• **TASK PROMPT**
Copy the data that follows, character for character, minus the pictures.

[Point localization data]
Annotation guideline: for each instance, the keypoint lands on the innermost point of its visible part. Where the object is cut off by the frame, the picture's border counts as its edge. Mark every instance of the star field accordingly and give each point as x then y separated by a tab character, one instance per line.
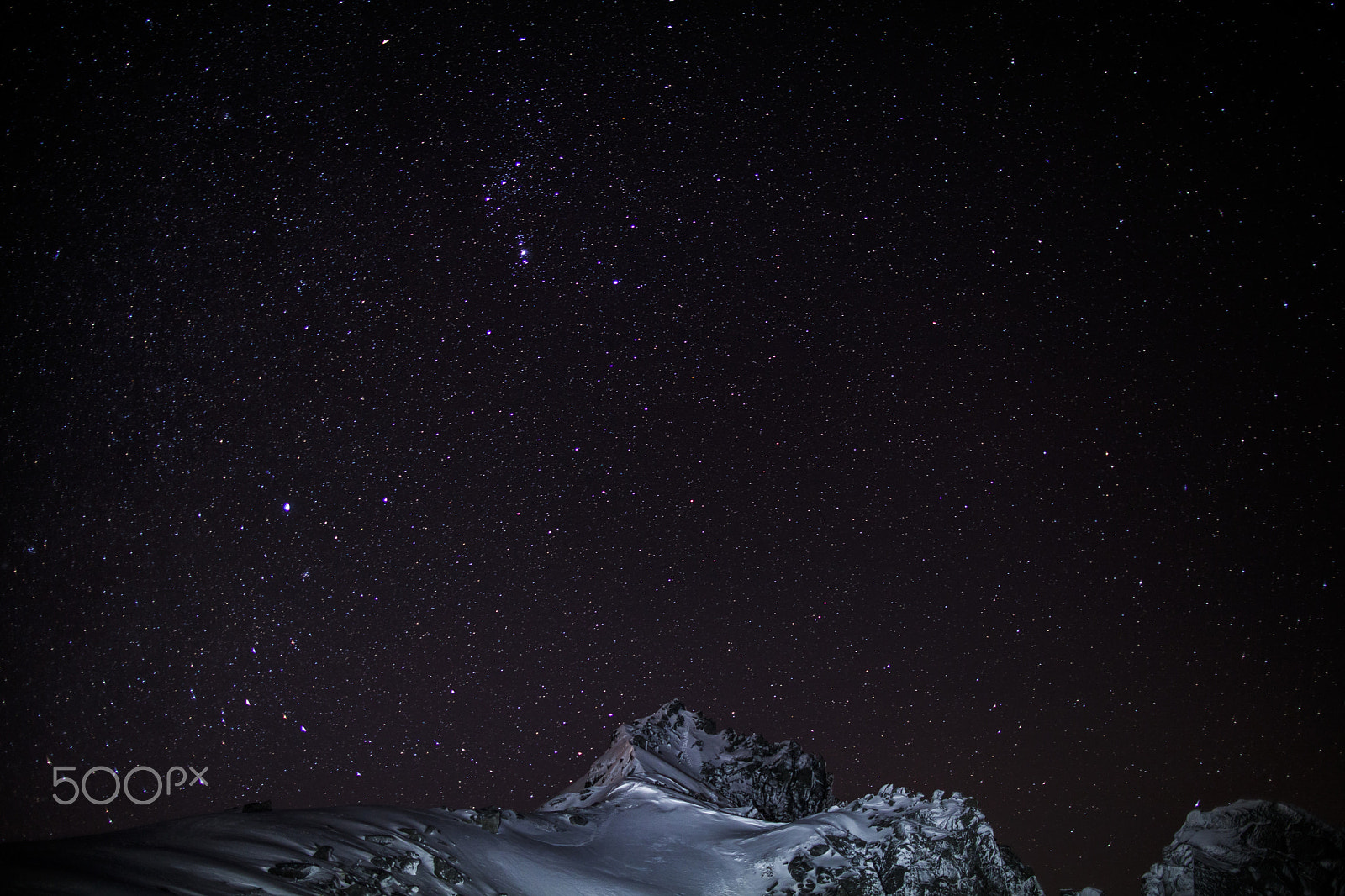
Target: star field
397	400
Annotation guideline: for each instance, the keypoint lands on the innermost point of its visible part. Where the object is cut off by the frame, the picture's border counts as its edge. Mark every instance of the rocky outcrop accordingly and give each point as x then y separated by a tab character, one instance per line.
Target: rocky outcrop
674	806
778	781
1251	846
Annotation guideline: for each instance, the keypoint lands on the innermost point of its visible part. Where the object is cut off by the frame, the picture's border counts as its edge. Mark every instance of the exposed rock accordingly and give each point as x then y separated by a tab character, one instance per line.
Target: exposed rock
1251	846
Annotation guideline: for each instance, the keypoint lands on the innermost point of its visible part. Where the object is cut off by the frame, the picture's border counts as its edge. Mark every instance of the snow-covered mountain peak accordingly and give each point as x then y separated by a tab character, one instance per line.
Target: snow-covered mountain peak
683	752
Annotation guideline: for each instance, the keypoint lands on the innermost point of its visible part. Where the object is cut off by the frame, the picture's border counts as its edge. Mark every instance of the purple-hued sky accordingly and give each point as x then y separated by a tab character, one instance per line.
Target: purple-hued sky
398	397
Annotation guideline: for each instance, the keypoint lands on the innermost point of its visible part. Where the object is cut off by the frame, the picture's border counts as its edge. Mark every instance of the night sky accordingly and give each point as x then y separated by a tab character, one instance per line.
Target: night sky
397	397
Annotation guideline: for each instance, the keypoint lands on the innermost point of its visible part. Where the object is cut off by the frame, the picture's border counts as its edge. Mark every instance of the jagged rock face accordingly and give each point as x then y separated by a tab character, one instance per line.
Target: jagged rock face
1251	846
676	806
912	846
779	781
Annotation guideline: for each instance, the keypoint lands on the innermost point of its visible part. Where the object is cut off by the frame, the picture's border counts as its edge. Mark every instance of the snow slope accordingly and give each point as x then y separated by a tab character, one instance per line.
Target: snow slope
1251	846
672	808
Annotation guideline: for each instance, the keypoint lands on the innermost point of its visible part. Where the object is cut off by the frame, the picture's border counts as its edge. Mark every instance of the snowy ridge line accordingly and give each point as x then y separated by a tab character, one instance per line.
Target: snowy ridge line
674	808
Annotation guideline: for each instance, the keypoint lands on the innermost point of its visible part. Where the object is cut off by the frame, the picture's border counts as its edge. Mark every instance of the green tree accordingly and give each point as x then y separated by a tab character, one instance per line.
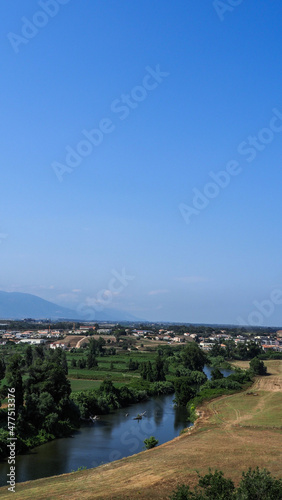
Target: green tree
183	391
91	360
150	442
258	367
193	357
259	485
28	356
2	368
216	374
158	372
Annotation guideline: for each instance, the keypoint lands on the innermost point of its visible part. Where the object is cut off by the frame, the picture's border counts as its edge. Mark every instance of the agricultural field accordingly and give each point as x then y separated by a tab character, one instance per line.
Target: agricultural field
113	366
232	434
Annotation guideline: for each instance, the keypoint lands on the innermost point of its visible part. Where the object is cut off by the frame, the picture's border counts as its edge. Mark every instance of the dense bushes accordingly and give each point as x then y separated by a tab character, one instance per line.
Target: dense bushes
255	485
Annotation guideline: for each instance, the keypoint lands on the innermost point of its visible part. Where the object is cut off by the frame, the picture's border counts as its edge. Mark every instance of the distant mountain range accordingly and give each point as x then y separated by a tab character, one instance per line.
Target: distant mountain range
15	305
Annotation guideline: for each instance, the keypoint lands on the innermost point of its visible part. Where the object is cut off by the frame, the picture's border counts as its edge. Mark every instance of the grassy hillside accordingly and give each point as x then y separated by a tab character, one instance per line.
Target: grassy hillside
233	433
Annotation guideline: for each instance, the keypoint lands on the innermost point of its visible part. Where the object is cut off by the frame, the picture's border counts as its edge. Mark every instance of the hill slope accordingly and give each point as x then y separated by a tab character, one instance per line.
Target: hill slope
232	434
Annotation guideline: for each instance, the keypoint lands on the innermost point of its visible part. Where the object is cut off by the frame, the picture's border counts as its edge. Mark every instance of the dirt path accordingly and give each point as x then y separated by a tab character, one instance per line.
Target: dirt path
80	342
218	440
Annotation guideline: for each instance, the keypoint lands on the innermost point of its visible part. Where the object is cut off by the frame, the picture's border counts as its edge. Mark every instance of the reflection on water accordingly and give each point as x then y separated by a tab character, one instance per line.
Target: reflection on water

• **ANSWER BOX**
Annotation guideline: for each instance, the keypoint lands on the innermost point of its visible part. Where the object is cut off by the frame, the picture's border counts as its edge. Mark every instance of the star field accordingly and give each point as x then y separated by a tab character, one instance per line.
Target: star field
397	400
Annotation guideline: for each instance, the keypoint lands on the innermost point of its visible part. Where the object is cut off by the frame, the picture's border counts as its edge. Mark every instance of the rocky outcrop accordingly and give each point as x then y separated by a tab character, one instance per line.
Target: rocky outcrop
674	806
778	781
1251	846
Annotation guideline: for each instance, the keypoint lands on the innermost point of its visible part. Where the object is cut off by the frame, the picture's border counts as its edge. Mark every instance of the exposed rock accordingly and give each point as x then y separated by a tab character, one instance per line.
Target: exposed rock
1251	846
Annotation guideline: for each instance, the keypoint lands on the innermost point of its visible part. Where the object is cut off by the frame, the picture's border counts as its edge. Mark every instance of the snow-covered mountain peak accordingly and give each point as x then y separated by a tab character, one instance per line.
Target: snow-covered mountain peak
683	752
Annotation guideline: for each instance, the keypoint lands on the innermost point of its visible part. Where the object is cut off by the frame, the picture's border counts as its edge. Mark every instance of the purple-hued sky accordingly and give each point as x then y separated by a tab character, one instance per line.
Target: purple-hued sky
398	397
Annotation guideline: for each instance, the keypoint lands on the innermost point of its visible part. Where the object is cut off by the frame, the picture's border counts as its edge. Mark every instance of the night sky accordingly and give each point as x then y separated by a tab character, one instance per line.
Target: night sky
397	397
Annotation guideline: for each instance, the keypoint lands on the innermost point of its visible part. Where the object is cut off by the frame, the picture's border counts as its edge. Mark every instance of the jagged rock face accordingly and give each point as x then y separated by a tab character, one instance per line.
Target: jagged rock face
1251	846
676	806
912	846
779	781
Annotation guideline: for each instance, the keypoint lands on the innermost point of its visible part. Where the object is cut off by the frame, the picture's border counts as its edge. Mark every instance of the snow slope accordingly and give each point as x then y separated by a tab character, one instance per line.
Target: snow slope
1251	846
672	808
Annotation guideline: for each instance, the keypoint lands on the innermost point of its visible part. Where the object is cut off by the frame, the picture's border counts as its edge. Mark every instance of the snowy ridge line accordingly and give each point as x then y separated by a tab character, one instance per line.
Target: snowy ridge line
674	808
Annotation guideline: for each instance, the keypoint lands on the innermost point of its visible part. Where the object is cut off by the frame, the picture's border counts as its edge. Mark every instance of the green tree accordingly and give each point as x then y separated by a tab character, one instance per line.
Target: green tree
183	391
91	360
150	442
258	367
193	357
259	485
28	356
2	368
216	374
158	372
Annotation guideline: for each instance, the keypoint lands on the innermost point of its visible part. Where the object is cut off by the frame, the picture's border counts as its edge. Mark every instance of the agricultural field accordingly and give each point as x then y separated by a tab character, one instance per line.
Target: agricultural field
113	366
232	434
Annotation guideline: for each instance, the keypoint lands on the innermost point of its visible part. Where the object is cut off by the frame, the picture's border counts as its edge. Mark every instance of the dense bushes accordingly and give each point as x then y separated by a tab character, one instance per line.
Target: dense bushes
255	485
Annotation guideline: for each instance, the keypoint lands on the innermost point of its visible part. Where the object is cut off by the frame, the picture's border counts as its edge. Mark every instance of the distant mountain range accordingly and give each point as x then y separated by a tab character, one instance per line.
Target: distant mountain range
15	305
Annotation guideline: for each instance, the keypoint lands on the innermost point of its visible part. Where the object is cut off by the frame, the picture's border counts as its edge. Mark every instance of the grassy hillside accordingly and give each point as x then y separated by a tab character, one instance per line.
Target: grassy hillside
233	433
Annotation guideline: for each instance, the keypoint lands on the innermost point of its visible part. Where the object is cut off by the frame, the picture's border counts as its edge. Mark every instance of the hill slope accordingly and give each point as x then y separated by a tab character, one instance per line.
Target: hill slope
232	434
Annotation guideline: for each instance, the keypoint lands on the innermost point of its visible part. Where the object is cut off by the frame, the picture's border counts as its edge. Mark every instance of the dirt path accordingly and give each point as x then y separated by a tab character, one instance per line.
Target: dirt path
80	342
218	440
Annotation guideline: for each instance, the keypoint lands on the innermost point of its visible part. Where the object is cut off by the frame, the picture's border counts as its edge. Mark every instance of the reflection on water accordingly and give each point as x then y separated by a tab character, one instance per line.
Target: reflection on water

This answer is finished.